Document passage:
Washington Post Book World
: “Scary . . . hilarious . . . strange and risky. . . . A right-on, pitch-perfect novel . . . [with] juicy characters who wrench your heart and gut.”

From the novel:

Dale Crowe Junior told Kathy Baker, his probation officer, he didn’t see where he had done anything wrong. He had gone to the go-go bar to meet a buddy of his, had one beer, that’s all, while he was waiting, minding his own business and this go-go whore came up to his table and starting giving him a private dance he never asked for.

“They move your knees apart to get in close,” Dale Crowe said, “so they can put it right in your face. This one’s name was Earlene. I told her I wasn’t interested, she kept right on doing it, so I got up and left. The go-go whore starts yelling I owe her five bucks and this bouncer come running over. I give him a shove was all, go outside and there’s a green and white parked by the front door waiting. The bouncer, he tries to get tough then, showing off, so I give him one, popped him good thinking the deputies would see he’s the one started it. Shit they cuff me, throw me in the squad car, won’t even hear my side of it. Next thing, they punch me up on this little computer they have? The one deputy goes, ‘Oh, well look it here. He’s on probation. Hit a police officer.’ Well, then they’re just waiting for me to give ’em a hard time. And you don’t think I wasn’t set up?”

Rum Punch
(1992)

Ordell “Whitebread” Robbie makes a fine living selling illegal high-powered weaponry to the wrong people. Jackie Burke couriers Ordell’s profits from Freeport to Miami. But the feds are on to Jackie — and now the aging, but still hot, flight attendant will have to do prison time or play ball, which makes her a prime “loose end” that Ordell needs to tie up permanently. Jackie, however, has
other options. And with the help of Max Cherry — an honest but disgruntled bail bondsman looking to get out — she could even end up with a serious nest egg in the process.

Washington Post Book World
: “Vintage Leonard. . . . As unputdownable as anyone could wish. The plot is pleasingly convoluted. . . . The story goes down easy, and packs a real wallop in the end.”

From the novel:

Sunday morning, Ordell took Louis to watch the white-power demonstration in downtown Palm Beach.

“Young skinhead Nazis,” Ordell said. “Look, even little Nazi girls marching down Worth Avenue. You believe it? Coming now you have the Klan, not too many here today. Some of them in green, must be the coneheads’ new spring shade. Behind them it looks like some Bikers for Racism, better known as the Dixie Knights. We gonna move on ahead, fight through the crowd here,” Ordell said, bringing Louis along.

“There’s a man I want to show you. See who he reminds you of. He told me they’re gonna march up South County and have their show on the steps of the
fountain by city hall. You ever see so many police? Yeah, I expect you have. But not all these different uniforms at one time. They mean business too, got their helmets on, their riot ba-tons. Stay on the sidewalks or they liable to hit you over the head. They keeping the street safe for the Nazis.”

Pronto
(1993)

Information supplied:
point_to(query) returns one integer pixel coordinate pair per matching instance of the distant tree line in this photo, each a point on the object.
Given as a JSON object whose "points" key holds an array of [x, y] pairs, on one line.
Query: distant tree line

Questions:
a: In the book listing, rewrite the part that opens with the words containing "Sunday morning, Ordell" and closes with "bringing Louis along.", swapping "Dixie Knights" for "Southern Knights".
b: From the book listing, list every proper place name.

Answers below:
a:
Sunday morning, Ordell took Louis to watch the white-power demonstration in downtown Palm Beach.

“Young skinhead Nazis,” Ordell said. “Look, even little Nazi girls marching down Worth Avenue. You believe it? Coming now you have the Klan, not too many here today. Some of them in green, must be the coneheads’ new spring shade. Behind them it looks like some Bikers for Racism, better known as the Southern Knights. We gonna move on ahead, fight through the crowd here,” Ordell said, bringing Louis along.

b: Freeport, Miami, Palm Beach, Worth Avenue, South County